Image point grounding data:
__________________________________________________

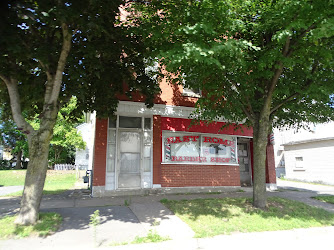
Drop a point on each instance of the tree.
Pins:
(266, 63)
(65, 138)
(51, 50)
(13, 139)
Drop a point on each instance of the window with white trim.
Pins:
(182, 147)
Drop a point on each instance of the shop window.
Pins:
(299, 162)
(191, 92)
(199, 148)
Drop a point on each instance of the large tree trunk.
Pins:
(35, 177)
(260, 135)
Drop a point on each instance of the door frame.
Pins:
(118, 156)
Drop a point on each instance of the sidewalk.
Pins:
(122, 223)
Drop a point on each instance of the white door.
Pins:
(129, 158)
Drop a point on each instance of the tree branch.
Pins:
(57, 81)
(286, 100)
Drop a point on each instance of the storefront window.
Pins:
(199, 148)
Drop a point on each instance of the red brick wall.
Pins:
(199, 175)
(100, 152)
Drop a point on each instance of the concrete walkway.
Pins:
(122, 223)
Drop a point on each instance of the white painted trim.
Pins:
(140, 109)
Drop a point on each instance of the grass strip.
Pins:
(56, 181)
(47, 224)
(210, 217)
(325, 198)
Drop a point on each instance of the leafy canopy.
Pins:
(247, 55)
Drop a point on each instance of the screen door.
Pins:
(129, 160)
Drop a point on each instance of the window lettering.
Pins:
(180, 147)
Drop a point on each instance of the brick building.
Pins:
(142, 150)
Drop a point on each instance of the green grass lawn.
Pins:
(46, 225)
(56, 181)
(209, 217)
(325, 198)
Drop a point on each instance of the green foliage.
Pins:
(209, 217)
(325, 198)
(56, 181)
(65, 138)
(247, 56)
(47, 224)
(103, 59)
(95, 220)
(152, 236)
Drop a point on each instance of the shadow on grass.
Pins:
(230, 208)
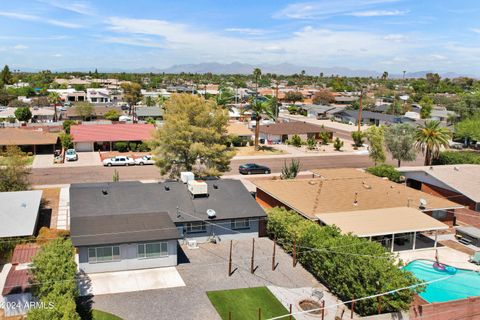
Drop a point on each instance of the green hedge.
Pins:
(458, 157)
(353, 267)
(385, 170)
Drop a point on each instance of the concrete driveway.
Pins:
(129, 281)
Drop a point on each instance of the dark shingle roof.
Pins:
(292, 127)
(229, 200)
(121, 228)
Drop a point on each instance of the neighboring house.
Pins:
(101, 137)
(459, 183)
(134, 225)
(361, 203)
(143, 113)
(319, 112)
(34, 141)
(98, 95)
(283, 131)
(240, 130)
(17, 295)
(19, 213)
(97, 114)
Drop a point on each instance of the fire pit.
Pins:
(309, 304)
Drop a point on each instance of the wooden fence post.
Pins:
(230, 260)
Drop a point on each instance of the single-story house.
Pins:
(19, 213)
(34, 141)
(143, 113)
(240, 130)
(459, 183)
(16, 292)
(280, 132)
(134, 225)
(361, 203)
(101, 137)
(98, 112)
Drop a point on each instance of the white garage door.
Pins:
(84, 146)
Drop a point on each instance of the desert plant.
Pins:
(338, 144)
(290, 171)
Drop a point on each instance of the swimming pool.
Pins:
(463, 284)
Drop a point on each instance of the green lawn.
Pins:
(244, 303)
(102, 315)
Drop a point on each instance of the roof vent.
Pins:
(211, 213)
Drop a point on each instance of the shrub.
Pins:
(338, 144)
(386, 171)
(311, 144)
(357, 137)
(120, 146)
(360, 268)
(458, 157)
(296, 140)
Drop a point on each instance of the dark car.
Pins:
(250, 168)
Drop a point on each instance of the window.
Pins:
(240, 224)
(152, 250)
(103, 254)
(195, 227)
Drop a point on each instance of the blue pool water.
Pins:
(463, 284)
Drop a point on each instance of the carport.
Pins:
(397, 229)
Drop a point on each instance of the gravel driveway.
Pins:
(206, 270)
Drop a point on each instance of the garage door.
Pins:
(84, 146)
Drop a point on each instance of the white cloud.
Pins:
(378, 13)
(20, 47)
(28, 17)
(247, 31)
(325, 8)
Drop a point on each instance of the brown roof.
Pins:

__________________________________________________

- [ACTIVITY]:
Whenever the word "grass" shows up in a line above, copy that line.

- [EXPECTED ANSWER]:
Drop a point on each instance of the grass strip.
Drop a point on each instance of the green grass lawn.
Drop a point on each instance of the shadow on grass.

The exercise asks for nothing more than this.